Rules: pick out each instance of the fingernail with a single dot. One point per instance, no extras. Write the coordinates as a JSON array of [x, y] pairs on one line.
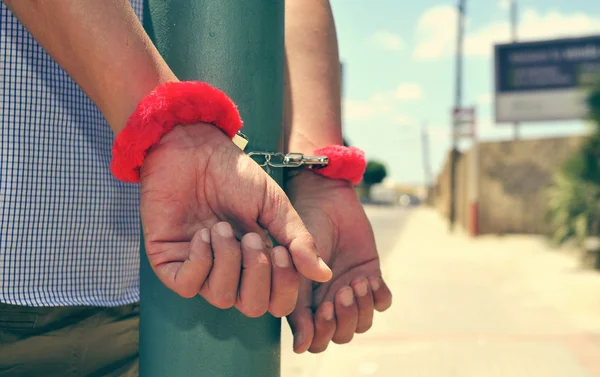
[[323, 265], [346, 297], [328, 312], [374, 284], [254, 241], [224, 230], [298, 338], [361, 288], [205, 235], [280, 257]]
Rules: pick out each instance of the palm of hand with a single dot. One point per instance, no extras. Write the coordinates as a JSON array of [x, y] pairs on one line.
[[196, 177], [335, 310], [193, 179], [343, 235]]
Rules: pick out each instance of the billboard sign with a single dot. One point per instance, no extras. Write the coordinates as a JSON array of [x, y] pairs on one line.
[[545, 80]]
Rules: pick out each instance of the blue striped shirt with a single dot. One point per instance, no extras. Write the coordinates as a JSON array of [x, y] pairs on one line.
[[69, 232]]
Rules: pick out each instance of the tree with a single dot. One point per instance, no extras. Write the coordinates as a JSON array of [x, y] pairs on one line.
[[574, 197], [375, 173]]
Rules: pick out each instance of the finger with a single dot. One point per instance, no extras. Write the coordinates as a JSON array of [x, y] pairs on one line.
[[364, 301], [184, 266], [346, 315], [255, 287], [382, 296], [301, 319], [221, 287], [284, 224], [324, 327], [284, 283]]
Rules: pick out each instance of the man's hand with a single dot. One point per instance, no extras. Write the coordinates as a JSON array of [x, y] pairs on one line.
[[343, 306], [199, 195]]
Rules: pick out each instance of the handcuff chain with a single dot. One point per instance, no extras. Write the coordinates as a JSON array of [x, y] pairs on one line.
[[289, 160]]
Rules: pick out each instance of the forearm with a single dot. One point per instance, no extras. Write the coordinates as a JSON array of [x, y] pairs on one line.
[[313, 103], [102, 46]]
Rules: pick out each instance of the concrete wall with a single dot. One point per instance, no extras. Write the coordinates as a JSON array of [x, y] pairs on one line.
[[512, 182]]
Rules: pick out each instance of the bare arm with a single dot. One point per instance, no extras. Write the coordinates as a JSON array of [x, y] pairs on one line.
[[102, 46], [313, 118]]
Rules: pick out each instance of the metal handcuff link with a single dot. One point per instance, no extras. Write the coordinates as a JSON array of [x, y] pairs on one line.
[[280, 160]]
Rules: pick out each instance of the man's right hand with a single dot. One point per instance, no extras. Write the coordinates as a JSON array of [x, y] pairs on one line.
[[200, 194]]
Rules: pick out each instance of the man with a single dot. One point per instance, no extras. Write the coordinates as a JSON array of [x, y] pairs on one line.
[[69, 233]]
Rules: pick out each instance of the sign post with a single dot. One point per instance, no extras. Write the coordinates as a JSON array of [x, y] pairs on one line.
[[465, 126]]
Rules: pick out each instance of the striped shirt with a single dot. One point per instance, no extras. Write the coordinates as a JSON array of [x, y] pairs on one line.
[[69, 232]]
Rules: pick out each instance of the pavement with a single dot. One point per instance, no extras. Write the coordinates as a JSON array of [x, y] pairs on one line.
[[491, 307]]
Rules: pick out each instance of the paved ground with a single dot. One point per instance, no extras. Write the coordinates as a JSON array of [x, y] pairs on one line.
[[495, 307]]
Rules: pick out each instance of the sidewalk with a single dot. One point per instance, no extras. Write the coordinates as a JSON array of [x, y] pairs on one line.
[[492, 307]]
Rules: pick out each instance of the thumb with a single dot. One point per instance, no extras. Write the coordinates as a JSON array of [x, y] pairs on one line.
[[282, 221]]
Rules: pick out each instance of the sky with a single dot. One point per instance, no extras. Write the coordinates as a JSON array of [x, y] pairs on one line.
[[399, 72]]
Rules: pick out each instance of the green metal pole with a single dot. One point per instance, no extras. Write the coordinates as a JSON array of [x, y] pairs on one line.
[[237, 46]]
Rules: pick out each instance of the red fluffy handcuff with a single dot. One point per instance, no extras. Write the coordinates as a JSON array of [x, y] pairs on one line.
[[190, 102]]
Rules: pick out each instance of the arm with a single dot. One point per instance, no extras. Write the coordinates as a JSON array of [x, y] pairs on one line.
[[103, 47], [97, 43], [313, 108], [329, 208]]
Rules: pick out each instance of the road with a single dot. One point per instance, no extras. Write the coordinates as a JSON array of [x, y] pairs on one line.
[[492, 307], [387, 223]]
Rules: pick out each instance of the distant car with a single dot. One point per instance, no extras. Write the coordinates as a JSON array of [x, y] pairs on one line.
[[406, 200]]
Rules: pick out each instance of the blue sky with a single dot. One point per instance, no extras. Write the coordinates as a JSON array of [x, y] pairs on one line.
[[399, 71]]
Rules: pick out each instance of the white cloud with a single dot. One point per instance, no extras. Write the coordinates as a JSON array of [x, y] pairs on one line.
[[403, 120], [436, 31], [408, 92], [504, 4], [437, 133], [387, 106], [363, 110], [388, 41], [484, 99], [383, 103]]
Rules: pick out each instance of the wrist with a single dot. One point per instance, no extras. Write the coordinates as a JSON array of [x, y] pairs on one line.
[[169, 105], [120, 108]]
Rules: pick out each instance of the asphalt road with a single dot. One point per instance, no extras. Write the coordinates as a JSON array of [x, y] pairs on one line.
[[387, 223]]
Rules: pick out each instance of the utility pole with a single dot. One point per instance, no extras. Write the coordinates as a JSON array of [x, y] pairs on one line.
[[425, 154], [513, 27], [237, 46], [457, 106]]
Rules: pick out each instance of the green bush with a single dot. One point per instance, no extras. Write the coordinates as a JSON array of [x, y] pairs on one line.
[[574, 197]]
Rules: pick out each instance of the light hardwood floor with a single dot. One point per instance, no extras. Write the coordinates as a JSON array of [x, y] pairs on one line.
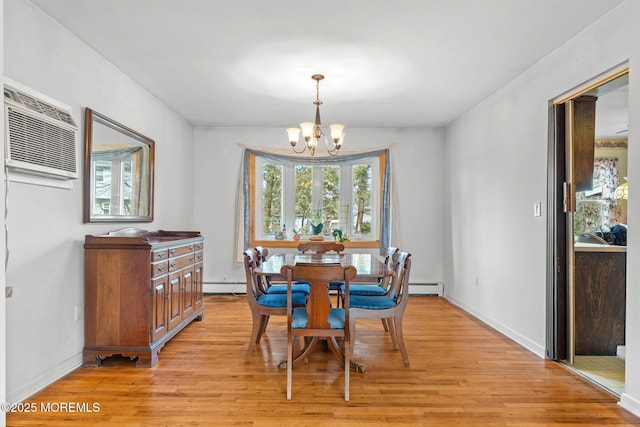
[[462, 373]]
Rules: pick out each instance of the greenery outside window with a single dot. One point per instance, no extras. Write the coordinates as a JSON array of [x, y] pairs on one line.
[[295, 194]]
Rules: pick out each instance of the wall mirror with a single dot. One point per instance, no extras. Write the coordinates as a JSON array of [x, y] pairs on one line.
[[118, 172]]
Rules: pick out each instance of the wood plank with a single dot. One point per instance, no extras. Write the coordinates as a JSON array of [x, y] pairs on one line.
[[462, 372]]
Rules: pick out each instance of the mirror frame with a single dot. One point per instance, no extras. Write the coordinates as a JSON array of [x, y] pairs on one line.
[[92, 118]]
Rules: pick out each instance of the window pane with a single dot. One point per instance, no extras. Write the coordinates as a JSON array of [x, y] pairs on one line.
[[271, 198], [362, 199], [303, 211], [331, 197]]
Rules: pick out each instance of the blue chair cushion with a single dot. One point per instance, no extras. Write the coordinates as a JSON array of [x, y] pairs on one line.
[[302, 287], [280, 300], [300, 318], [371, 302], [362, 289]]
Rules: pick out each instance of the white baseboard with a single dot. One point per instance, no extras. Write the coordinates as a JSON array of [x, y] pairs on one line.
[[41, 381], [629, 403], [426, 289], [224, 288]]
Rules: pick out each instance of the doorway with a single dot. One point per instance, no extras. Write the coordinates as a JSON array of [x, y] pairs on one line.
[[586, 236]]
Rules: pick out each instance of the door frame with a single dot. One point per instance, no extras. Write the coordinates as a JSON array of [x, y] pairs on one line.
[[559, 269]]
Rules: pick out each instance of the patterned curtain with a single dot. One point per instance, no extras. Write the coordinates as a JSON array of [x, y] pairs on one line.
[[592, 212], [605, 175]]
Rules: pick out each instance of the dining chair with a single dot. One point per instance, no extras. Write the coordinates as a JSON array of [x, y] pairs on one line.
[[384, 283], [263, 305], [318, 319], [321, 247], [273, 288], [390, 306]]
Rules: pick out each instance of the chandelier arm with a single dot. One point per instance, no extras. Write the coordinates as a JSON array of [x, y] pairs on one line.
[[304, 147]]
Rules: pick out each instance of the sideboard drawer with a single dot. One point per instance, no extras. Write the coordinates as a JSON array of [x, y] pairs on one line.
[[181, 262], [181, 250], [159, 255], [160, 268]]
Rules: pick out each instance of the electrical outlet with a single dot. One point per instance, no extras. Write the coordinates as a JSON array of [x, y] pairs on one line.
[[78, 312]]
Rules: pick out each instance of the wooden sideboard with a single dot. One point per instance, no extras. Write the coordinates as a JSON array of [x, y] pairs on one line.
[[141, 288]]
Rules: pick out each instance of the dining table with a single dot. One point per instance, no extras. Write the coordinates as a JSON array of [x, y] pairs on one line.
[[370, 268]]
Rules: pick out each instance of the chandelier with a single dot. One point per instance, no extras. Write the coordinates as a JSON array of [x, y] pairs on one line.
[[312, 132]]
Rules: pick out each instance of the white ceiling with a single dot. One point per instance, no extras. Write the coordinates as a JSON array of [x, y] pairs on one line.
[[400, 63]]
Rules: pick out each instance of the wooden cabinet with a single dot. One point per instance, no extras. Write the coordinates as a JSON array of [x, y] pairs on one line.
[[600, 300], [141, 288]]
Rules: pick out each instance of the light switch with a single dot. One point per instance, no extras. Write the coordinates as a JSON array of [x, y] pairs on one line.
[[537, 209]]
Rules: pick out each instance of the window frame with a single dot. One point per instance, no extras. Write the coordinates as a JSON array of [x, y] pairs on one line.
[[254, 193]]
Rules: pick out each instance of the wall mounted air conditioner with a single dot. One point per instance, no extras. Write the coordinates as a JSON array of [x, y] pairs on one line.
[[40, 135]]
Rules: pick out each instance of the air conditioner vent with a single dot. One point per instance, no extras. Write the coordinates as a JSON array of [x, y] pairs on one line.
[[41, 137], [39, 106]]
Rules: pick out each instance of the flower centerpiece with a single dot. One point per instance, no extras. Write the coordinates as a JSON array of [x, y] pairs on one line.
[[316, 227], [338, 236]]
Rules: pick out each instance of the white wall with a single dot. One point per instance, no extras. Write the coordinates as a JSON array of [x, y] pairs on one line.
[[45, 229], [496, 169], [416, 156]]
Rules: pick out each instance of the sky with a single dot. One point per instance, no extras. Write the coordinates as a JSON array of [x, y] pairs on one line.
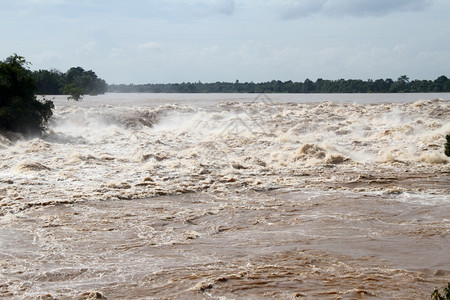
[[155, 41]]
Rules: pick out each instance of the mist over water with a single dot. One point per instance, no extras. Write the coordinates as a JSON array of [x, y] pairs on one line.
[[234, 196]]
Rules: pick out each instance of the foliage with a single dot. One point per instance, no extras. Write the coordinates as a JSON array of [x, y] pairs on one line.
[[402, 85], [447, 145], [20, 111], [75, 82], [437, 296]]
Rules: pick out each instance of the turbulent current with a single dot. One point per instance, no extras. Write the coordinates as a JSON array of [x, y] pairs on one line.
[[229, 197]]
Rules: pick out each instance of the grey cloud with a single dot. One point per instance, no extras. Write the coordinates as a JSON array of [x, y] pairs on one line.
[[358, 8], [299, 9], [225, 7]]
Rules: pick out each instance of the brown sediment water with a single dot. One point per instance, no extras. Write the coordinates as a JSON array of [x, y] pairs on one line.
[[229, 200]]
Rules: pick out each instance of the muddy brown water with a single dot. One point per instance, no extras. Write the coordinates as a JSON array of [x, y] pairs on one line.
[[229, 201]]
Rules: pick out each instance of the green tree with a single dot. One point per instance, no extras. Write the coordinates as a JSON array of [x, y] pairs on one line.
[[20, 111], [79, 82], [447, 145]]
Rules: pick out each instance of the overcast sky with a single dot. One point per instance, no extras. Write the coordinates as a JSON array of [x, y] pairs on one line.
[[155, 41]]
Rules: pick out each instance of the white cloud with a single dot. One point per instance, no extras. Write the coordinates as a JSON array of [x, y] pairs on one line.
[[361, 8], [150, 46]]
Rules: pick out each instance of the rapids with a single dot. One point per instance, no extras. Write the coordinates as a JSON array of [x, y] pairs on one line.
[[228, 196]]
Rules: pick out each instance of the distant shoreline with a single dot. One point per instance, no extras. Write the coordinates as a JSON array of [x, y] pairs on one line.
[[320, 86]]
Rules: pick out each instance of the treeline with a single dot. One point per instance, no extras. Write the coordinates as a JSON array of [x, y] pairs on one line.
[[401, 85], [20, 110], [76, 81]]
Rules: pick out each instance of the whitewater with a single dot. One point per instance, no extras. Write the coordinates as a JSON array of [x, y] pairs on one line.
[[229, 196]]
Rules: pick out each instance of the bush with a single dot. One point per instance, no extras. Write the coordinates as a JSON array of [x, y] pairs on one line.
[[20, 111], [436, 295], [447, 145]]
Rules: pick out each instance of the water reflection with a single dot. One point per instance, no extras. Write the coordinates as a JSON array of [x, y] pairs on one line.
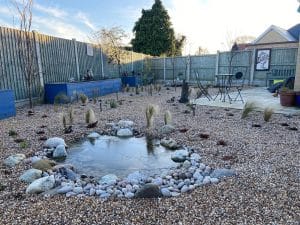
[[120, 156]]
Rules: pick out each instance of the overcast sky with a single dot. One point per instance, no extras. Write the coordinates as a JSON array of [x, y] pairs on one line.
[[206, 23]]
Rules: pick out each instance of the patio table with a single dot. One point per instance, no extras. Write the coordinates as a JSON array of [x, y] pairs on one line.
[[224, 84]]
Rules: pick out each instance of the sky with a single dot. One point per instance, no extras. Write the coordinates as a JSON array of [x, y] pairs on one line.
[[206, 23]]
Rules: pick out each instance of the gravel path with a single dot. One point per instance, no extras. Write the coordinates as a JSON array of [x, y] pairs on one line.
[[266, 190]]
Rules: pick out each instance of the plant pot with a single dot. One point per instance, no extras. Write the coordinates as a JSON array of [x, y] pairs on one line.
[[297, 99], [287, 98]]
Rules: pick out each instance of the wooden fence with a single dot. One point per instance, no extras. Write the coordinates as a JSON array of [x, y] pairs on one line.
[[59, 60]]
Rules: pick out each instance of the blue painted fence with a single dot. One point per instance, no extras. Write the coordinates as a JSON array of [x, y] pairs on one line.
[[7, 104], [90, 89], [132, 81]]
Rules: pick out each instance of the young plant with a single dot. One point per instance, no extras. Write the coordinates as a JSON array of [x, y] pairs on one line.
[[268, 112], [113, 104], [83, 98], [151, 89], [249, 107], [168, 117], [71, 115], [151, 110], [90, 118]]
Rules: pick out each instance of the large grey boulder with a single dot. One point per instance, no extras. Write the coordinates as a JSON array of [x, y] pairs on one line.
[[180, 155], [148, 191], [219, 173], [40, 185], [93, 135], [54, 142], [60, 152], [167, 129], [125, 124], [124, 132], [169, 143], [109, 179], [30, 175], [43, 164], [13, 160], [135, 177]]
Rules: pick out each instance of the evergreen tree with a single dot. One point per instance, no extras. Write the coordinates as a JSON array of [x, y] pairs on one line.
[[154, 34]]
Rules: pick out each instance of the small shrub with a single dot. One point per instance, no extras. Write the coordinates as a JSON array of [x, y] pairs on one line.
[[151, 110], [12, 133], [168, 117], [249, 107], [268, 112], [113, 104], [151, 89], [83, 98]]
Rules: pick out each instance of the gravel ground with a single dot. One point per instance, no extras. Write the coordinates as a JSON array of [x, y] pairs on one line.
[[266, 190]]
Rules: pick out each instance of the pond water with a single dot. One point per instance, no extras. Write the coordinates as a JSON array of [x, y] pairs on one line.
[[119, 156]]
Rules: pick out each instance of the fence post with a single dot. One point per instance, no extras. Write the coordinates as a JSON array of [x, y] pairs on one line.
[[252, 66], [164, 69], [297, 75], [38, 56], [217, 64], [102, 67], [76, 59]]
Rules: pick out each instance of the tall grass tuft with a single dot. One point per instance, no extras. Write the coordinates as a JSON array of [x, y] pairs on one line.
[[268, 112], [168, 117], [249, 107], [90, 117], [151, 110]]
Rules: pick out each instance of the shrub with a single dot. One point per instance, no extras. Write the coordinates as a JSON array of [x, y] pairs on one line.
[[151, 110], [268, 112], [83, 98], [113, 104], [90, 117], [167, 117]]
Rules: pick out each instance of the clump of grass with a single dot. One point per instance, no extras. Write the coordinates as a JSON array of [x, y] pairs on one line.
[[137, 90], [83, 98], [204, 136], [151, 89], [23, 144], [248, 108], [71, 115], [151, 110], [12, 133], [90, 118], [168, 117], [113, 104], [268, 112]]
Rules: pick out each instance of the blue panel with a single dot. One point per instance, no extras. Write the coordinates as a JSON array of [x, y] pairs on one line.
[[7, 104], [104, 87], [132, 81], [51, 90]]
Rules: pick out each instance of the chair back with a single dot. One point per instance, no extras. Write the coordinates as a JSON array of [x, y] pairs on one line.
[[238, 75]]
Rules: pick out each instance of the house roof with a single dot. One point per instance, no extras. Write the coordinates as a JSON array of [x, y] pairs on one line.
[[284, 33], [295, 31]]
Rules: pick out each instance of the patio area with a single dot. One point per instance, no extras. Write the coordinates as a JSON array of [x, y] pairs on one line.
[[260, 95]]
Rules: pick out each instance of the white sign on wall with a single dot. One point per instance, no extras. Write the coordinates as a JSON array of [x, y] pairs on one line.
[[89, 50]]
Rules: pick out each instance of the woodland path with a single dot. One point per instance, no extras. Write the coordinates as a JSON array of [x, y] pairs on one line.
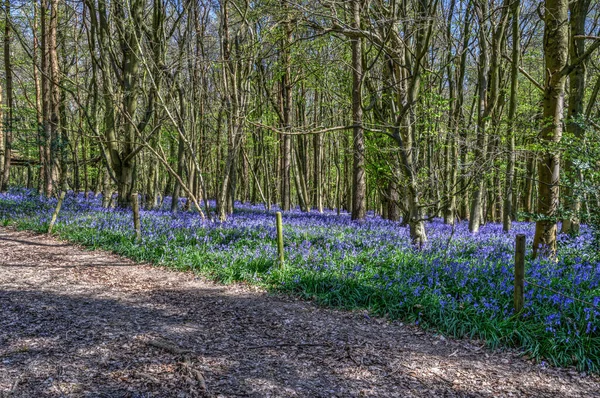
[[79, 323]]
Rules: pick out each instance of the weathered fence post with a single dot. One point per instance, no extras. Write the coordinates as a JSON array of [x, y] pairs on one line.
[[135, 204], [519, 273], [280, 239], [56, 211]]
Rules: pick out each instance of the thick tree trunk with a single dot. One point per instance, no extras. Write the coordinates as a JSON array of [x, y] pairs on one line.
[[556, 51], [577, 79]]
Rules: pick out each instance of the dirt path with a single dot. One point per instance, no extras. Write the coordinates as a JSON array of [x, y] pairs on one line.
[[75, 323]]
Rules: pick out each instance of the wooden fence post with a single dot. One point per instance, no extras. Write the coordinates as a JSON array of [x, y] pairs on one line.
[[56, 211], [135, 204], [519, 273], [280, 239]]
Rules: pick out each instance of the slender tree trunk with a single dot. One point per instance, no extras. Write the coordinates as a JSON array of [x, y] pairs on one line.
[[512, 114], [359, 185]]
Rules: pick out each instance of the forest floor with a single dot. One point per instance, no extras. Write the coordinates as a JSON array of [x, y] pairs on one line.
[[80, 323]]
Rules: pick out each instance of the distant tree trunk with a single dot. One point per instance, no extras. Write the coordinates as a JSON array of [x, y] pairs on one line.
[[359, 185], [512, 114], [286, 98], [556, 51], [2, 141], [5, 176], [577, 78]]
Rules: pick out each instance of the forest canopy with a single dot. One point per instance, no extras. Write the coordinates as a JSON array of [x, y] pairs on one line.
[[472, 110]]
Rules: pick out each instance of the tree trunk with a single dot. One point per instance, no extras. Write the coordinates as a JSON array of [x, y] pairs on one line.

***

**What the exercise asks:** Please rewrite the rows starting with the line that contains "Rules: pick out each instance of the fence" and going on through the line that contains "[[7, 104], [104, 87], [132, 81], [51, 90]]", changing "pick out" to "mark" everywhere and leaving everything else unchanged. Return only those rows.

**Written solution:**
Rules: mark each instance of the fence post with a single dot. One point per instance, no extras. Write the coordinates as a JSON array of [x, y] pairs on one line.
[[252, 66], [164, 69], [297, 75], [38, 56], [217, 64], [102, 67], [76, 59]]
Rules: mark each instance of the tall grass tuft with a single dot. One point per instance, no extras. Write the coordinates as a JSON array of [x, y] pairs on one line.
[[268, 112], [168, 117], [249, 107], [90, 117], [151, 110]]
Rules: mark each instance of the shrub with a single dot. One point per instance, no extras. Write the coordinates as a JSON array of [x, y] pairs on one line.
[[151, 110], [268, 112], [83, 98], [113, 104], [90, 117], [167, 117]]
Rules: mark each instance of the clump of grass with a single dot. One point per instance, no extras. Write the coordinates as a JSON array of [x, y] pairs on one line.
[[137, 90], [83, 98], [204, 136], [151, 89], [23, 144], [248, 108], [71, 115], [151, 110], [12, 133], [90, 118], [168, 117], [113, 104], [268, 112]]
Rules: mark each instance of the blue panel with a single dot. One point per instance, no extras. Write the coordinates as a JSON array of [x, y] pairs on one line.
[[7, 104], [104, 87], [132, 81], [51, 90]]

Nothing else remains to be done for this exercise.